[Entries from a dataset]
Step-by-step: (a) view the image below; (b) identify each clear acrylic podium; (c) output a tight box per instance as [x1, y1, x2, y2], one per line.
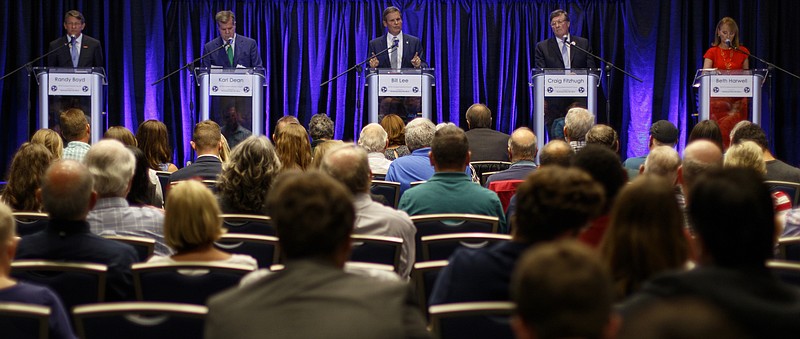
[194, 67, 267, 141]
[33, 67, 107, 143]
[366, 68, 435, 123]
[529, 68, 600, 154]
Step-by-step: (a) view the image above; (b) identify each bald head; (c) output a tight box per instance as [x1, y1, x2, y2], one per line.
[508, 127, 537, 162]
[39, 160, 96, 220]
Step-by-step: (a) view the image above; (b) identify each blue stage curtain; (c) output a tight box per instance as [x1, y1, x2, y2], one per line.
[0, 0, 800, 168]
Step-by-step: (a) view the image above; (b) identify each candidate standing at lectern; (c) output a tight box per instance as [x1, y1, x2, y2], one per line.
[47, 10, 105, 67]
[369, 6, 427, 68]
[203, 11, 262, 68]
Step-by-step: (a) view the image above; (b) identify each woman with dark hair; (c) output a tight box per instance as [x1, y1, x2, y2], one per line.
[600, 175, 690, 300]
[136, 120, 178, 172]
[381, 114, 411, 160]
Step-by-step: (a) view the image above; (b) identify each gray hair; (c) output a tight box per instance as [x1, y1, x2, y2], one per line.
[358, 122, 389, 153]
[83, 139, 136, 197]
[564, 107, 594, 141]
[406, 118, 436, 151]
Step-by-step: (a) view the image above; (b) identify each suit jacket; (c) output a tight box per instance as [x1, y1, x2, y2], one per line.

• _Given task_
Rewrite every entry above as a numbered list, leaving out blank lines and the pictures.

• _Response_
1. Step-by-step: (a) view the image below; (b) identify each clear acrylic podium; (c) output a tight box per instance as [x1, y1, x2, y2], one per line.
2. [194, 67, 267, 141]
3. [33, 67, 107, 143]
4. [366, 68, 435, 123]
5. [529, 68, 600, 154]
6. Step-by-step: (a) view the image above; (b) identify each bald head; (c) output a tight box per instance as [x1, y1, x2, y2], one per line.
7. [508, 127, 537, 162]
8. [39, 160, 96, 220]
9. Step-by-step: (a) view the image above; (b) identify each blue stage curtain; (c) output a tight box per instance as [x1, y1, x2, y2], one per line.
10. [0, 0, 800, 168]
11. Step-by-step: (a) view the image above; (b) identify each candidate standing at lectern; (c) output a tight box per instance as [x1, y1, x2, y2], one per line.
12. [47, 10, 105, 67]
13. [369, 6, 427, 68]
14. [203, 11, 262, 68]
15. Step-by-step: (a) view the image above; (b) identify each woman with dark hair; (c) output a tight box per instance as [x1, y1, x2, y2], one per line.
16. [600, 175, 690, 300]
17. [136, 120, 178, 172]
18. [381, 114, 411, 160]
19. Step-by-step: (a) view the image above; (b) identify each gray hair; (c) output a tight box per instance as [x1, y1, x2, y2], one per line.
20. [358, 122, 389, 153]
21. [83, 139, 136, 197]
22. [564, 107, 594, 141]
23. [406, 118, 436, 151]
24. Step-by-step: (a) view the image above; (b) identify each suit jacket; (c) output a tight box per instance as [x1, y1, x2, y2], one per line.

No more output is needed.